'''

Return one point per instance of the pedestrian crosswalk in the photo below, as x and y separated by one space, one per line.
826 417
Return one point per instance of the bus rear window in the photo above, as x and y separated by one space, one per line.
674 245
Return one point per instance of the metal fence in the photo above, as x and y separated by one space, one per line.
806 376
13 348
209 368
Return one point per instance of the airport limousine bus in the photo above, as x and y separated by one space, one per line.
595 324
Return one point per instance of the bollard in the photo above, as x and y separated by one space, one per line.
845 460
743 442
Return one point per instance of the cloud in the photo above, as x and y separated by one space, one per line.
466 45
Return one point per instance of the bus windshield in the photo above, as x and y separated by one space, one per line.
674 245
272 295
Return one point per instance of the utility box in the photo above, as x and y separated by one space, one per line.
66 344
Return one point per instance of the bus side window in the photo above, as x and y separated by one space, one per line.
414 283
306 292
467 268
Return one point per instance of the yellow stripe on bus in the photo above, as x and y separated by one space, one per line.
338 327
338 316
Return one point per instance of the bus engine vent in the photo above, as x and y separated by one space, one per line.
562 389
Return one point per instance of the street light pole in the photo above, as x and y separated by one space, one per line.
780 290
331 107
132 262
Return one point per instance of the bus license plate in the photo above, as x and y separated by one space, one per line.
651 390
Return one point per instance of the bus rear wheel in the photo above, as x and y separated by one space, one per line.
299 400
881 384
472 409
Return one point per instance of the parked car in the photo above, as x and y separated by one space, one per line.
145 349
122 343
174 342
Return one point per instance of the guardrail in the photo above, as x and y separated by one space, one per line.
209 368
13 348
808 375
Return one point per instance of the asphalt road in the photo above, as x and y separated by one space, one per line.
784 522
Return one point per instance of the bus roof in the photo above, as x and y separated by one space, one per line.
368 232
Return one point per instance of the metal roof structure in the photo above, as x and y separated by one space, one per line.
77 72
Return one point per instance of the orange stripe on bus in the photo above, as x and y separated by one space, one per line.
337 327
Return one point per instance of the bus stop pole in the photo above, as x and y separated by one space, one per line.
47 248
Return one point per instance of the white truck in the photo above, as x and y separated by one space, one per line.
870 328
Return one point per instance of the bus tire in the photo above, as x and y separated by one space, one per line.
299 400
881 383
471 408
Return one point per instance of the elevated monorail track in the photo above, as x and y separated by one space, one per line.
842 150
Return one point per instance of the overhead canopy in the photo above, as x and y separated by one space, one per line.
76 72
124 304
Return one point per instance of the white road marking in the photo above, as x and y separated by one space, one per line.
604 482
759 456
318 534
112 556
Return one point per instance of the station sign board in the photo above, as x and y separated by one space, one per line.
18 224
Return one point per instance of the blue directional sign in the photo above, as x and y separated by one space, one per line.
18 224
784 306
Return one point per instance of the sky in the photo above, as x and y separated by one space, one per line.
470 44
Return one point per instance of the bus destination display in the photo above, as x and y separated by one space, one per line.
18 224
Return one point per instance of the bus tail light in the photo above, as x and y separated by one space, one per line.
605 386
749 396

'''

YOUR INSTRUCTIONS:
Write out every record, exactly as written.

RESULT BELOW:
Return one point per instance of the pedestrian crosswalk in the photo below, as x and y separated by one space, one per line.
826 417
Return one point per instance of the bus rear window in the photo above, as x and y separated by one space, one per line.
674 245
Return one point per instance of the metal fence in the photo above, as x and y separated by one space, one per line.
806 376
13 348
209 368
Return one point per instance of the airport limousine bus in the photo above, as x and y separated by one space, one per line.
595 324
Return one point per instance of the bollard in the photo above, as x and y separated by one space, one per line.
845 460
743 442
Return one point per instance of the cloud in the photo above, as x and y separated by one space, one per line.
466 45
Return one point per instance of the bus windshield in the photo above, as x and y separated by one space, one per line.
674 245
272 295
Return one point per instance of the utility box in the photo above, as x and y separated by one space, one per line.
66 344
Return one point per instance of the bus side window in the photo above, as x and y separated by one space, one per line.
414 283
306 292
467 268
Return one point per instance of the yellow stripe on bus in the photo above, as x and y separated by one space, one per line.
338 327
338 316
Return one point per instance of the bus engine vent in the photo above, as x and y separated by one space, one per line.
562 389
Return one point per instance of the street light pole in the photo above, as x and y separated by one space, one per line.
780 290
331 107
132 262
Return one point per instance of the bus license plate in the photo above, as x and y separated by one space, one per line.
651 390
Return one point per instance of the bus rear wheel in the photo above, as x and y separated by one space, one per line.
299 400
881 384
472 409
Return one point per instance of the parked car in the photo above, as x and y separated by one space, one per line.
145 349
122 343
174 342
Return one point per instance of the guardrail in the photo above, as x and y separated by one space, one per line.
209 368
13 348
808 375
Return one point per instance of the asphalt road in the photo above, as x and y separated by one space, one per line.
784 522
Return one point per instance of the bus roof in the photo above, as x and y separated by one space, one per line.
368 232
Return one point per instance of the metal roof structure in the photo above, as x and y separated by one space, one per line.
77 72
Return one point per instance of the orange stripe on bus in the photo above, as x and y separated by one space, one per line.
337 327
Return one point per instance of the bus stop pole in the photo above, as x and y separated by one space, one per line.
47 248
Return one point per instance of the white truck in the photo above, as x and y separated by one space, one per line.
870 328
Return one point per instance of the bus tire in the photo above, as x and y separated by one space, one per line.
299 400
881 383
471 408
Return one point per instance of the elevated monorail track in the photo above, as x and y separated by one space, one per line.
842 150
Return one point per instance of the overhead canopy in the photo above, as x and y separated by one space, one per line.
76 72
124 304
Return one point per instance of the white road marking in the photo above, as x and y separated by one space, one per line.
604 482
759 456
318 534
112 556
Return one point per instance of the station sign board in the photo above, as x and y separated by one space, one per line.
18 224
Return one point per instance of the blue directional sign in the photo above, as x and y separated by one space, one per line.
18 224
784 306
Return one point per instance of the sky in the photo above, as x and y separated by one space, one per line.
470 44
Return one point per instance of the bus destination display in the photo above, as x and y separated by one space, one per line.
18 224
Return one point per instance of the bus tail light in the photo above, as x and y separated by one space, one per line.
605 386
749 396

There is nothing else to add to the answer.